Information given.
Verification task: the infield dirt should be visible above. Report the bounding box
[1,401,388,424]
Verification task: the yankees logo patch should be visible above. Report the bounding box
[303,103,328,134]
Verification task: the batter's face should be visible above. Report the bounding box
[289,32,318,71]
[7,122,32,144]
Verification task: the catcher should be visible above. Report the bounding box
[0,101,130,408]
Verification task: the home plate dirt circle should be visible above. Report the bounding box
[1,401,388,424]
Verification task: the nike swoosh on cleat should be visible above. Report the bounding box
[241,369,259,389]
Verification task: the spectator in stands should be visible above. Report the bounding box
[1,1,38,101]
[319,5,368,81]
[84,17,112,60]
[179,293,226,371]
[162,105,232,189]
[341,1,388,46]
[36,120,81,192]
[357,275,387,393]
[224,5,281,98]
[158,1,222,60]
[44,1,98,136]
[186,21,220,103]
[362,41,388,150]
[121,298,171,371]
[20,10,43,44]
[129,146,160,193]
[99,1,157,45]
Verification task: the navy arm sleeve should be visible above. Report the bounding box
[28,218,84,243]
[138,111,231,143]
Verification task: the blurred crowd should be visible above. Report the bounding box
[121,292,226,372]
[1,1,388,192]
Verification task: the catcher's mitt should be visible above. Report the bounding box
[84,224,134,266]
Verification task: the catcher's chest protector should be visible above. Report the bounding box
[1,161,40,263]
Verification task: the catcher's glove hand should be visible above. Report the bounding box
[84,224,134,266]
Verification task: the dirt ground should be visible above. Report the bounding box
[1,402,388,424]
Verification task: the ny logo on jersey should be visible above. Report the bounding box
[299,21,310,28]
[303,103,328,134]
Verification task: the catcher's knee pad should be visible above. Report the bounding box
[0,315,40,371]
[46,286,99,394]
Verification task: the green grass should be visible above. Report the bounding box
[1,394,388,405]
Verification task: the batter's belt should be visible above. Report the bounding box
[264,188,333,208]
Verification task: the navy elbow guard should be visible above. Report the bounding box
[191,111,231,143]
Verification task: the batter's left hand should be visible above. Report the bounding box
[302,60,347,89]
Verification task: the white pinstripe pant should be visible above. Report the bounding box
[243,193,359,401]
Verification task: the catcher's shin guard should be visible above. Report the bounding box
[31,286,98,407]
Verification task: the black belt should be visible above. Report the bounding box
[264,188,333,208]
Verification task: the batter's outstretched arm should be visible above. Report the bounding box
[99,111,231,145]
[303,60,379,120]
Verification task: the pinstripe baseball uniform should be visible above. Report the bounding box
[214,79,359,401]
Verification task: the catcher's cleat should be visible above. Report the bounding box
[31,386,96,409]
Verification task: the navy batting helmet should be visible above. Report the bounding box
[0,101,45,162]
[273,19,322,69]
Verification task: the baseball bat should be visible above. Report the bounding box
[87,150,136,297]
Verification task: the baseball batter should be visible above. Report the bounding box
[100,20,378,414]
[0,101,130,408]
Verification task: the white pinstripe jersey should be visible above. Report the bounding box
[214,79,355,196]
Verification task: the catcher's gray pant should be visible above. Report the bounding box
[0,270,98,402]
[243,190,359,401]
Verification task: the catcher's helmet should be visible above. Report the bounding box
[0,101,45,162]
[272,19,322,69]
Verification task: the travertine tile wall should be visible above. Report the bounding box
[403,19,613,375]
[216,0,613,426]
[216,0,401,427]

...

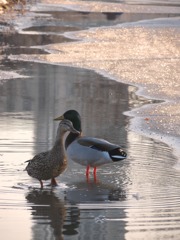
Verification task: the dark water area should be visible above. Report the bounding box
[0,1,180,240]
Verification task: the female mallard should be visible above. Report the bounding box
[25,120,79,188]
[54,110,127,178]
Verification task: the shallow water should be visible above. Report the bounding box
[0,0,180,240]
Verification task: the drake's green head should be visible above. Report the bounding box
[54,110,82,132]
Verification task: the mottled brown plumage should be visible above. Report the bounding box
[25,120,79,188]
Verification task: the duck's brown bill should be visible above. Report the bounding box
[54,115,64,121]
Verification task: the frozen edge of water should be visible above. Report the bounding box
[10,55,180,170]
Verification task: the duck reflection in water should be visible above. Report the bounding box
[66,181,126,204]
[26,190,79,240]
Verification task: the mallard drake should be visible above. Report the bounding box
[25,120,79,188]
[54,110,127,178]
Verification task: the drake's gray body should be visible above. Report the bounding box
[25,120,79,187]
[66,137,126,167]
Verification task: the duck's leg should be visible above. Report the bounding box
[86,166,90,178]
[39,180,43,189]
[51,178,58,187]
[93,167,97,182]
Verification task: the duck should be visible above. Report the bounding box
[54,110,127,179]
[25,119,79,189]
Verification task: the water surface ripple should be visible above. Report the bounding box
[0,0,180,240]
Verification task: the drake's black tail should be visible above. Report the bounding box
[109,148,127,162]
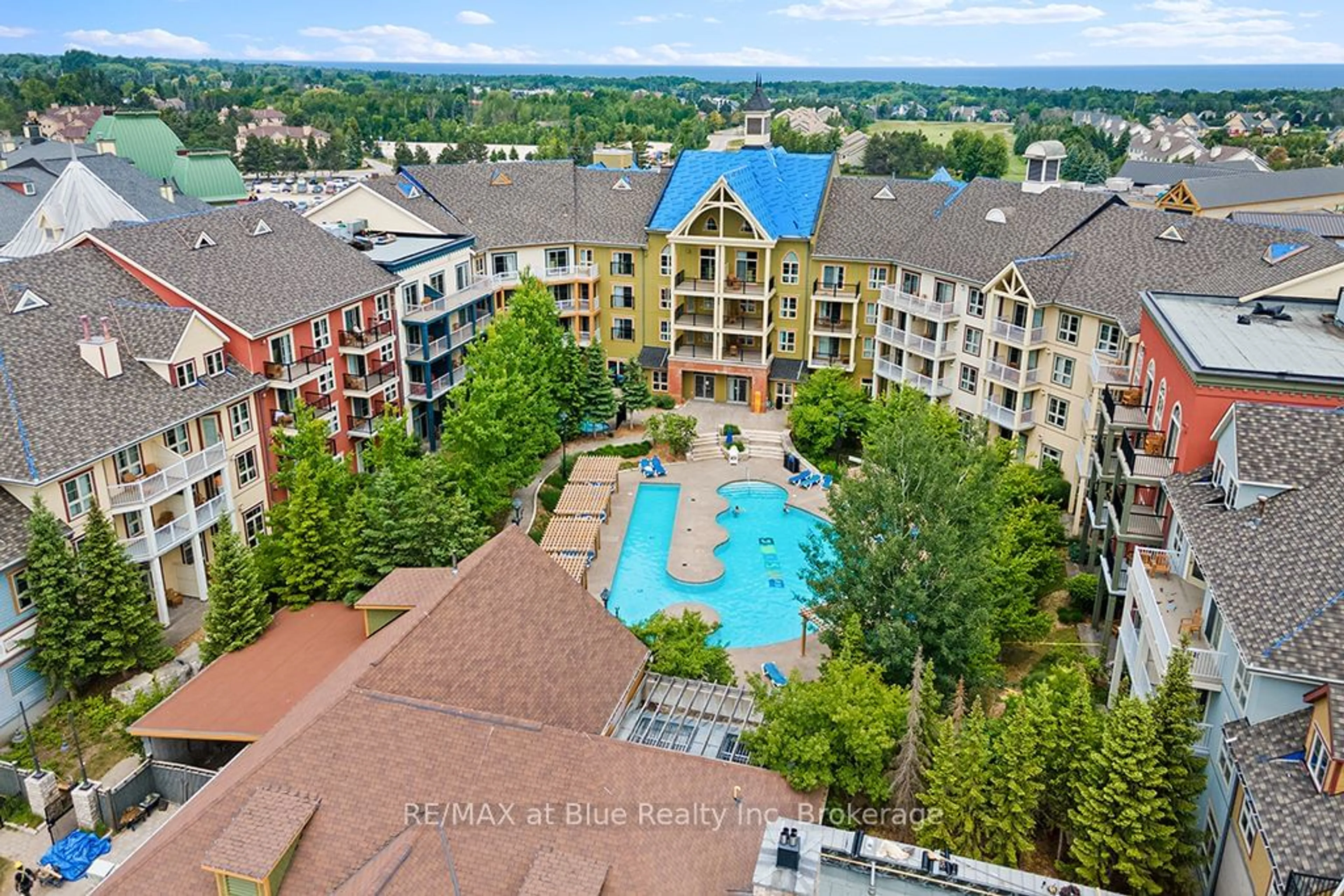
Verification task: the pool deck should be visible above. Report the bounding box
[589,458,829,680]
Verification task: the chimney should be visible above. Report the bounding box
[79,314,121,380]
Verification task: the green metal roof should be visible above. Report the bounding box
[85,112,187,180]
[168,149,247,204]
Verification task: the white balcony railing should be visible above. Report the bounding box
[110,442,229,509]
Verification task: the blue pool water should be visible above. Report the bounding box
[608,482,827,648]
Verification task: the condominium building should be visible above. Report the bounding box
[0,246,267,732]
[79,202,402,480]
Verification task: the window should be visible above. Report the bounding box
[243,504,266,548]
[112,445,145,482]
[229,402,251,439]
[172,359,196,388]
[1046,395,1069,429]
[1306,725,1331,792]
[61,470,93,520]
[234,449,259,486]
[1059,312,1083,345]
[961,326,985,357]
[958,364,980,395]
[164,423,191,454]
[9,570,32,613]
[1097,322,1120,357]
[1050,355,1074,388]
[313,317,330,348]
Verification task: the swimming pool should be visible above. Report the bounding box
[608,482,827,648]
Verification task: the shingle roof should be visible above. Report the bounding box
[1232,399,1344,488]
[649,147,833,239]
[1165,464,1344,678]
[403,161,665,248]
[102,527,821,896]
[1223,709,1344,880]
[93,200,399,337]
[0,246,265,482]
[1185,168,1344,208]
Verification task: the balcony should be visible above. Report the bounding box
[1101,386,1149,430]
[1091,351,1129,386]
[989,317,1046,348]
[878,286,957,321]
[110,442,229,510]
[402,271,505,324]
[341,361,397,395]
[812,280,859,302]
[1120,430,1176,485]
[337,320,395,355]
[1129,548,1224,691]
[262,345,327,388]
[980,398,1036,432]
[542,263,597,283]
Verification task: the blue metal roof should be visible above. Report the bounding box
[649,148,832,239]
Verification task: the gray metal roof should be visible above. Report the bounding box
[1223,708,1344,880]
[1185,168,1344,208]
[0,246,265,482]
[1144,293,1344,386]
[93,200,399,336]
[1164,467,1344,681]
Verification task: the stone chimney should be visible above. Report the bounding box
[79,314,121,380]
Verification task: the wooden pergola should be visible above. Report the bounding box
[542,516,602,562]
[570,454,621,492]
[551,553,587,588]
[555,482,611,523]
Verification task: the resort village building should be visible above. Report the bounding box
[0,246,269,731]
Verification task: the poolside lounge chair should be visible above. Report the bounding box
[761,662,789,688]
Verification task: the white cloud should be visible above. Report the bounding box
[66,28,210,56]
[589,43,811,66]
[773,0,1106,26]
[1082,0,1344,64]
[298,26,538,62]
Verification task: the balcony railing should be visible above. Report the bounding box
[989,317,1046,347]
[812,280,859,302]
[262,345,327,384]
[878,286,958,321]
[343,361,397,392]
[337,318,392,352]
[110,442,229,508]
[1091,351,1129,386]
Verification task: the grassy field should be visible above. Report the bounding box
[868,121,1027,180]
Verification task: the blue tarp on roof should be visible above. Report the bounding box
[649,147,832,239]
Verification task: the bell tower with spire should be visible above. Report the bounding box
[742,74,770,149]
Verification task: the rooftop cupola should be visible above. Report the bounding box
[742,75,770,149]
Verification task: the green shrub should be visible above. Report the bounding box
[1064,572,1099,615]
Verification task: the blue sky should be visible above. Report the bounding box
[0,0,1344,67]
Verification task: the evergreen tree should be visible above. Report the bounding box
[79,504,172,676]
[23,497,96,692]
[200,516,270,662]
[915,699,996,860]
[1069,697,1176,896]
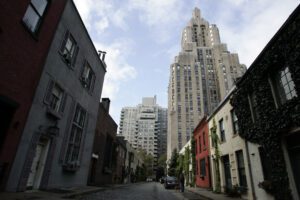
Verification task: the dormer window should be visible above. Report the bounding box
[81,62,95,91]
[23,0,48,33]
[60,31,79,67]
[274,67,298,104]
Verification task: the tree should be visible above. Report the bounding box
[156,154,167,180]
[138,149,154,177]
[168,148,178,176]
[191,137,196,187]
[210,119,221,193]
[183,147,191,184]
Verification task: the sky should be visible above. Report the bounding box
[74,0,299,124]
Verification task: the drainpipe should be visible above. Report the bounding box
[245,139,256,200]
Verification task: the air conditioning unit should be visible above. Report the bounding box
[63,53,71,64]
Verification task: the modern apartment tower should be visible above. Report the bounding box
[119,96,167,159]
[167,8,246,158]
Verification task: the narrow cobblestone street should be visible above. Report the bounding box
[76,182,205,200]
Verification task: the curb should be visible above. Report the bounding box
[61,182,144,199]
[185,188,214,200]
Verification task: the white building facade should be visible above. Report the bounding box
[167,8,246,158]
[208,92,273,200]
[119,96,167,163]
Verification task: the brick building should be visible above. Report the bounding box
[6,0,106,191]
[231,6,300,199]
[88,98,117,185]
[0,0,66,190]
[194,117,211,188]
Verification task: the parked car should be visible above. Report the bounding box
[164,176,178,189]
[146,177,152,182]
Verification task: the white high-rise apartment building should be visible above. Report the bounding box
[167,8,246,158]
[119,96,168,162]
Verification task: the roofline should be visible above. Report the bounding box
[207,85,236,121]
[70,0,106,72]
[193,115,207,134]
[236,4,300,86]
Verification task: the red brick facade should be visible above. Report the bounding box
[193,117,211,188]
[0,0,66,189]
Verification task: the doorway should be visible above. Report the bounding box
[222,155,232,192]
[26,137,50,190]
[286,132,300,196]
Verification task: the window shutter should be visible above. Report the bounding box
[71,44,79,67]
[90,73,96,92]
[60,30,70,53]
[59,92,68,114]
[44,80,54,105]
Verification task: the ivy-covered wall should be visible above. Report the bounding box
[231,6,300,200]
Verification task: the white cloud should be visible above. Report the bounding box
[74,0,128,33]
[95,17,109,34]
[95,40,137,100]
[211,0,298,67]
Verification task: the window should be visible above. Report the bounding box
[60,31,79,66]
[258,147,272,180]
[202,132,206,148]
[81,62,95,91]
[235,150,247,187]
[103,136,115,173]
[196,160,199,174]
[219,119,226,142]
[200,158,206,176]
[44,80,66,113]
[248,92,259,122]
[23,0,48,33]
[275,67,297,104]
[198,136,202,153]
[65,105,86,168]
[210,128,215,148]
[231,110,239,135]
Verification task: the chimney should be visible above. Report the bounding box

Goal. Copy every line of the listing from the line containing "Verification task: the infield" down to the line containing "[1,394,388,405]", both ends included, and keep all wording unchanged. Scale each bounding box coordinate in those lines by 1.55, rounding to whole numbers with halves rounded up.

Result of this task.
Verification task: the infield dirt should be visible above. Report the bounding box
[2,622,601,657]
Verification task: the yankees logo patch should be visible above. Report the bounding box
[470,160,508,208]
Verification task: the batter's face should be visible above. Report the bounding box
[448,50,493,110]
[11,189,50,223]
Verification task: the catcher should be visible above. Report the bounding box
[0,157,202,632]
Verification task: the home plate dirt circle should be visible above. Report the bounding box
[2,622,601,657]
Verification task: the nike swoosh on cleat should be visible above. Report the bounding box
[374,572,401,603]
Verification task: the spectator in stands should be visible above. Report the bounding box
[2,2,59,157]
[494,8,570,126]
[130,26,174,93]
[277,454,350,575]
[251,163,360,293]
[529,2,601,71]
[56,186,126,298]
[553,426,600,609]
[347,8,436,152]
[245,2,344,93]
[68,2,152,211]
[288,33,341,160]
[561,64,601,233]
[188,462,265,575]
[31,16,67,68]
[200,226,248,299]
[153,2,243,70]
Verification task: the navy arm sleeve should be visible above. Report the bounding box
[43,338,130,377]
[214,172,358,222]
Verification task: the blurred crowd should be visible above. Report the bounding box
[188,453,350,577]
[2,2,601,298]
Verification task: the catcher's mitt should be visible above. Report the bounding box
[130,347,208,412]
Verification task: the catcher's chest protector should be visible above. Report the bounding box
[2,250,62,408]
Verification task: the catcher's glove hand should be visible above. Report the bounding box
[130,347,208,412]
Verification task: the dirt ground should be visible above. Report the bounding box
[2,623,601,657]
Verification task: the ny logo on jersey should be visible above. Report the bounding box
[463,33,481,43]
[470,160,508,208]
Verification task: the catcher's knee pad should be visible above. Report the bounding box
[0,488,62,575]
[71,443,153,611]
Verification task: the green grass should be visible above. Report the bounding box
[2,611,601,628]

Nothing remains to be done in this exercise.